» **本文**
****
「適用」と「摘要」、どちらも「てきよう」と読みますが、意味はまったく違います。
契約書を作成していて「この規則を○○する」と書きたいとき、請求書の記載欄を見て「○○欄」と読むとき、どちらの漢字を使えばいいのか迷ったことはありませんか?


「適用」は法律や制度をあてはめるときに使い、「摘要」は書類の記載欄や要点をまとめるときに使います。
この記事では、それぞれの正しい意味と使い方を、具体例や比較表を使って分かりやすく解説していますので、最後までご覧ください。
「適用」と「摘要」の違いとは?
「適用」と「摘要」は、どちらも「てきよう」と読む同音異義語です。
発音が同じため、会話では区別がつきませんが、意味はまったく異なります。

ここでは、それぞれの意味の違いや混同されやすい理由について解説します。
それぞれの言葉の意味を解説
まず、それぞれの言葉の基本的な意味を確認しましょう。
****
» **課題 1**
「適用」と「摘要」を扱った本文によると、会話ではこの二つの言葉の区別がつかないのはなぜですか。一文から三文で説明してください。
» **課題 2**
「適用」と「摘要」の違いを扱った本文から、「契約書を作成していて「この規」と「ここでは、それぞれの意味の違いや混同されやすい理由について解説します。」の間を、その両方の語句も含めて一字も変えずに書き写して返してください。
本文だけを手がかりにしてください。

保存されたデータ項目
****
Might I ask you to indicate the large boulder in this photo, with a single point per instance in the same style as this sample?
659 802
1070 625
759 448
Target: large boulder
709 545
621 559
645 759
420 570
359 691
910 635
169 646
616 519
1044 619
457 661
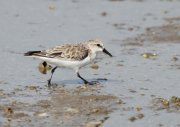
****
» **出力結果 1**
「適用」と「摘要」は、どちらも「てきよう」と読む同音異義語です。発音が同じなので、会話では区別がつきません。

» **出力結果 2**
契約書を作成していて「この規則を○○する」と書きたいとき、請求書の記載欄を見て「○○欄」と読むとき、どちらの漢字を使えばいいのか迷ったことはありませんか?


「適用」は法律や制度をあてはめるときに使い、「摘要」は書類の記載欄や要点をまとめるときに使います。
この記事では、それぞれの正しい意味と使い方を、具体例や比較表を使って分かりやすく解説していますので、最後までご覧ください。
「適用」と「摘要」の違いとは?
「適用」と「摘要」は、どちらも「てきよう」と読む同音異義語です。
発音が同じため、会話では区別がつきませんが、意味はまったく異なります。

ここでは、それぞれの意味の違いや混同されやすい理由について解説します。